Exercise aim
Count the lines in the items below that contain the string "grey", and give only that number.

[Records from a collection]
......
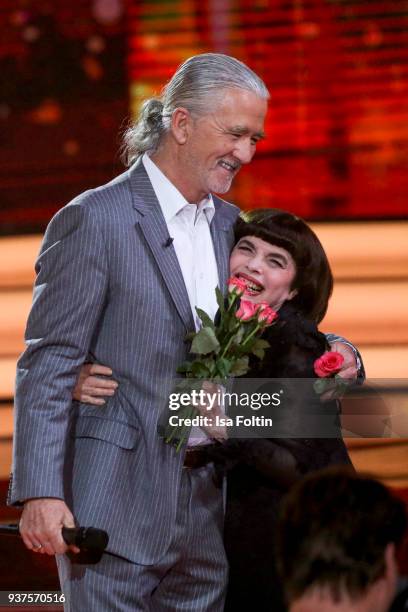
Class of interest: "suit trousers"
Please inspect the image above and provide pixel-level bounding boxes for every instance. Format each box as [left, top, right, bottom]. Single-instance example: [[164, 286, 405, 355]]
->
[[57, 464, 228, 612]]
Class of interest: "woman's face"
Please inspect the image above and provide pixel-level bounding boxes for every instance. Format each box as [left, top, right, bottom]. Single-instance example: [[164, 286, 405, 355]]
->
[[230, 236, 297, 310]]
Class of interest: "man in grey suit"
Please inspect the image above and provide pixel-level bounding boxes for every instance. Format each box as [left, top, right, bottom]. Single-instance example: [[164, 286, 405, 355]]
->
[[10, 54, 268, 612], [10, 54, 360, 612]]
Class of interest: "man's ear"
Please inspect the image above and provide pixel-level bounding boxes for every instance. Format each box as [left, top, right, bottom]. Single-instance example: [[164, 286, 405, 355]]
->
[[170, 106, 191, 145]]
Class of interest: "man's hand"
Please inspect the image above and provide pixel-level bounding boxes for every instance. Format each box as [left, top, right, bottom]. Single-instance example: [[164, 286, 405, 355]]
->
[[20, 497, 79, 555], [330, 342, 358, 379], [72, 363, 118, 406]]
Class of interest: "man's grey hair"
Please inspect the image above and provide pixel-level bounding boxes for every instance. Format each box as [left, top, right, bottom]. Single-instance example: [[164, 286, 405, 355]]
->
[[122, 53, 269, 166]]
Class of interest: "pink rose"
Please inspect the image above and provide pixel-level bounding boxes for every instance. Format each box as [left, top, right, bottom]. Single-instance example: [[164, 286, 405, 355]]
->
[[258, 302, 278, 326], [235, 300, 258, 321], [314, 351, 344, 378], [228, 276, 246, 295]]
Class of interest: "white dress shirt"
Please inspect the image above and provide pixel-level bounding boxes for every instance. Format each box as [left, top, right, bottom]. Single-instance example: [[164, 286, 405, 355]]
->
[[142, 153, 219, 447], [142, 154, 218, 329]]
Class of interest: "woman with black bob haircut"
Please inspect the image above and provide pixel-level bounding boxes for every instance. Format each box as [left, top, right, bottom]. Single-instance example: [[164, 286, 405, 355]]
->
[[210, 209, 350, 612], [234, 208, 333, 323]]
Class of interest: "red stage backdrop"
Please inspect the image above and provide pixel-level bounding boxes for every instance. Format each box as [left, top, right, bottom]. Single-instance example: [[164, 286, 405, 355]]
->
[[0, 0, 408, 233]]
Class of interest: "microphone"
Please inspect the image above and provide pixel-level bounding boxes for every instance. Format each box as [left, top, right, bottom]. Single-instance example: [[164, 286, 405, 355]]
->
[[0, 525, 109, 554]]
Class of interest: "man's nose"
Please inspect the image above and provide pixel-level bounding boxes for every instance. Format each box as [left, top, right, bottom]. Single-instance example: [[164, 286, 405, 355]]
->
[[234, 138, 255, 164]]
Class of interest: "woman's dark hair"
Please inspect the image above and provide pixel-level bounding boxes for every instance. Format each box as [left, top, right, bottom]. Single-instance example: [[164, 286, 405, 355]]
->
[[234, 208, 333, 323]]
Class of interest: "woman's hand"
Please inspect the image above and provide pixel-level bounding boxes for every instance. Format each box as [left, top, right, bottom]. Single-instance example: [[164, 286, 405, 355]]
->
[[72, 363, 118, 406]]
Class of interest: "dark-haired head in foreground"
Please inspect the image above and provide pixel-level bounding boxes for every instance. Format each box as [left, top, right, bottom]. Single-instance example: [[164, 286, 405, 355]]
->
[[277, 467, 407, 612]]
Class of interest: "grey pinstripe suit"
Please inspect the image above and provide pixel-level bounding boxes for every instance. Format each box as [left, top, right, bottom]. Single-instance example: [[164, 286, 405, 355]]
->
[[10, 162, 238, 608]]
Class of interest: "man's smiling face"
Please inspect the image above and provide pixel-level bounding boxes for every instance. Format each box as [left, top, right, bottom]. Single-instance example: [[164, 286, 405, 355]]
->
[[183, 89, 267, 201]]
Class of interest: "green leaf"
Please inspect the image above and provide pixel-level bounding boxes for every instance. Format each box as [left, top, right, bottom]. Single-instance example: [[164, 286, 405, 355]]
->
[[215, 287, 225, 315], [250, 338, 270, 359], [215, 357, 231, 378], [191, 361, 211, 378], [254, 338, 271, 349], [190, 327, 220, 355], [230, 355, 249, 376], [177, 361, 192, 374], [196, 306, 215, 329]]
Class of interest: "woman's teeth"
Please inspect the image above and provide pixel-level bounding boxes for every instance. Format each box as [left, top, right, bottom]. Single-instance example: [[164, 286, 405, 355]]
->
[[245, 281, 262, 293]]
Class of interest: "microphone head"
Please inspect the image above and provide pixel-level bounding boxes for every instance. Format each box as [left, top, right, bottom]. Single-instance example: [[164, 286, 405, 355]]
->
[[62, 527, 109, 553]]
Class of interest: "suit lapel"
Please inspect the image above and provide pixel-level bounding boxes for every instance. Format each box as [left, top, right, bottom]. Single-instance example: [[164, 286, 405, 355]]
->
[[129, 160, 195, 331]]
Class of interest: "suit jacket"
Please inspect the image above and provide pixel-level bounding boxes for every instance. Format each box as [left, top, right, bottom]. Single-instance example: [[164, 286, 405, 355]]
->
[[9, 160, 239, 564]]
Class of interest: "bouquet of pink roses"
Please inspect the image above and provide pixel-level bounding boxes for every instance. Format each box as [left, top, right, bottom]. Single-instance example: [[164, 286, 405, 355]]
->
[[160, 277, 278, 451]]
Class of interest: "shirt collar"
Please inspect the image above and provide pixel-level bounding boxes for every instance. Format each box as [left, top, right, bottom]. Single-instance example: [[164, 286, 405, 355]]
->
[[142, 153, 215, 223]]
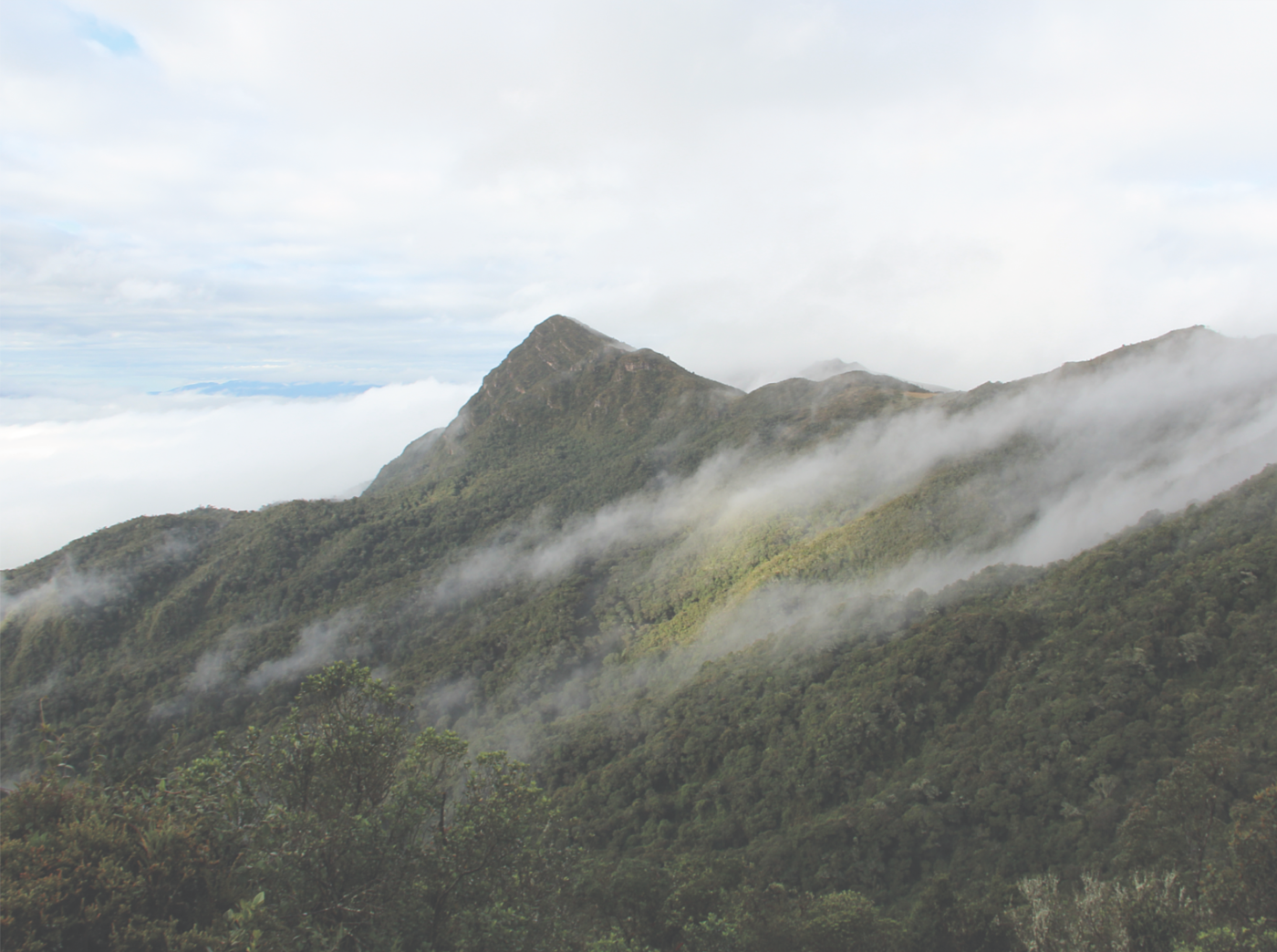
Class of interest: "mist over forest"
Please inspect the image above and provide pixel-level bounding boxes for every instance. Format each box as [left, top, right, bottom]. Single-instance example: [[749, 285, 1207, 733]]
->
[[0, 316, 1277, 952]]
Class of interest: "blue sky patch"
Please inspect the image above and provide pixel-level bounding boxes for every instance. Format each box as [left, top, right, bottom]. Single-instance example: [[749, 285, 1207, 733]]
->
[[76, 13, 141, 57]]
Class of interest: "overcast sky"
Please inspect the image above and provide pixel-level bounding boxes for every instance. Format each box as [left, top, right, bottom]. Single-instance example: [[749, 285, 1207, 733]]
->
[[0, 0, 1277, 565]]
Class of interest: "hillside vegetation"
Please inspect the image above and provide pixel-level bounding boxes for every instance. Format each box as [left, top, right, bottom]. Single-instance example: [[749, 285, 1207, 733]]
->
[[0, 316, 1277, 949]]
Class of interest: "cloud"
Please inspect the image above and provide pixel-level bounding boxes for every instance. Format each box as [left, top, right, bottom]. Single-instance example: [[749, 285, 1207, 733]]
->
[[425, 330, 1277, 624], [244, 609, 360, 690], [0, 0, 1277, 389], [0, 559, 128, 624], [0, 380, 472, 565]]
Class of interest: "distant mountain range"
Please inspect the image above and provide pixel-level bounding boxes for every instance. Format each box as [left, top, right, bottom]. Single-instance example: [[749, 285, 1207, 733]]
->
......
Task output
3